(Goals)
- a) In the travel advice on pickpockets, reproduce the text from "5. If you're" to "cites I've visited.", swapping "kids" for "children".
- b) According to the travel advice on pickpockets, where should valuables go when wearing jeans?
- c) Write what comes next in the travel advice on pickpockets and phone safety, picking up after its final sentence.

##### Source passage

5. If you're visiting Rome or any other Italian city no doubt you'll want to visit its historical sites (as you know, they're everywhere and hard to avoid). First, here's a warning to be careful to avoid pickpockets. On multiple occasions I've had swarms of very persistent kids swarm around me on the pretext of selling some grotty postcards or such and during the process they do everything possible to distract one and it's hard to keep track of what each one is doing. They're often in groups of six or more in number (and they're very common in and around Rome's main ruins). Moreover, some kids are very young and look harmless and genteel, but don't be fooled, they're not—they're all part of a well orchestrated team and you'll be done over if you're the slightest bit gullible and or not very careful. BTW, in this regard Rome was the worst of all the Italian cites I've visited.
Never leave your wallet, your smartphone and or your passport in the back or side pockets of your pants (or side pockets of your jacket). If you are wearing jeans then place valuables deep down in your front pockets, better still put them in a money belt that's under your shirt. Also, be very careful about looking after anything else that you're carrying, a camera for instance (it's also best not to go alone as members of one's group can keep an eye on each other).
Clearly, there's little point putting one's phone in an 'inaccessible' money belt, my solution for storing it safely but still within ready reach is to store it in the front pocket one's shirt. Warning however: as everyone knows, in recent years shirt pockets have atrophied in size to now being little more than a totally useless decoration. There are nevertheless several solutions: shirts from military disposals often have suitably large pockets, trouble is they either have no button or only a single button that almost everyone never bothers to button up. In either case when you lean over everything falls out including one's smartphone—crash, there's goes another screen, and that's the last thing you need on your trip. The best solution I've arrived at is to purchase several shirts of a suitable style well before one travels. Safari, trail/outdoor or nautical-type shirts that have both decent sized top front pockets complete with easy-close zippers—which you learn to zip closed by automatic reflex every time you put your phone back in your pocket—are, in my opinion, the best option. This extra effort might seem a nuisance but I can assure you it's well worth it.

##########
##### Records provided

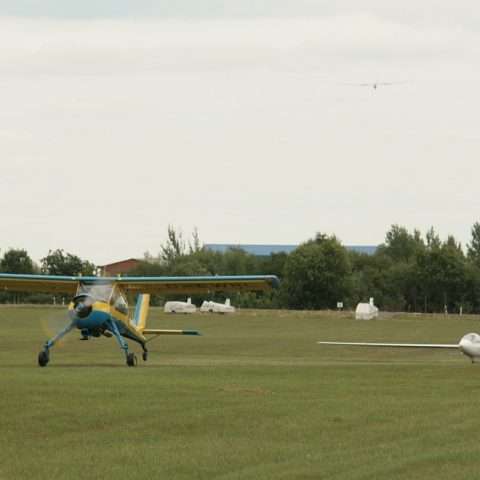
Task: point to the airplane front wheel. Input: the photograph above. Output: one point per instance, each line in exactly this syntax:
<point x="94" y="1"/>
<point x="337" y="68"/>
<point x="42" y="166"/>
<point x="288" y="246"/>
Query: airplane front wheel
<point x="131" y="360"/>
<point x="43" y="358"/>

##########
##### Records provided

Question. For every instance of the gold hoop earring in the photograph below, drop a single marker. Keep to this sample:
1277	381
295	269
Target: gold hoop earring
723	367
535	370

##########

(Responses for each task)
- a)
5. If you're visiting Rome or any other Italian city no doubt you'll want to visit its historical sites (as you know, they're everywhere and hard to avoid). First, here's a warning to be careful to avoid pickpockets. On multiple occasions I've had swarms of very persistent children swarm around me on the pretext of selling some grotty postcards or such and during the process they do everything possible to distract one and it's hard to keep track of what each one is doing. They're often in groups of six or more in number (and they're very common in and around Rome's main ruins). Moreover, some children are very young and look harmless and genteel, but don't be fooled, they're not—they're all part of a well orchestrated team and you'll be done over if you're the slightest bit gullible and or not very careful. BTW, in this regard Rome was the worst of all the Italian cites I've visited.

- b) Deep down in the front pockets, or better still in a money belt under the shirt.

- c)
6. The horrors (perhaps terrors) of diving in Italy. You'll get quite a shock when you first drive in Italy—that's unless you come from France, Germany or other country where maniacal drivers are commonplace—even then Italy has a special place on the maniacal drivers register.
First, there are only two speeds in Italy—stop and flat out. Second, don't expect Italian drivers to obey the road rules in quite the same way that you'd expect that drivers do in anglophone countries, US, UK, Australia, etc. Yes, they actually obey road rules (sometimes) but what they'd deem as obeying the rules is very different, and it can take some experience and time to get used to the differences (eventually, you'll get the gist and be OK—that's if you're not killed first).
There are three memorable instances in my life where I actually thought I'd die before reaching my destination: the first was on the autobahn from Stuttgart to Freiberg when one of my work colleagues—a German who'd migrated but who was back in Germany with me—was driving a small car that'd often get 'airborne' whenever he'd overtake trucks and that was as often as he possibly could (nothing in front of him was too much of a challenge). As the car was small and under-powered, overtaking was slow and dangerous (yet behind the wheel he still drove like a 'Fangio Mark-II', fortunately for me, like the real Juan Fangio, he had nine lives (https://en.wikipedia.org/wiki/Juan_Manuel_Fangio). Incidentally, my colleague once used to race Minis.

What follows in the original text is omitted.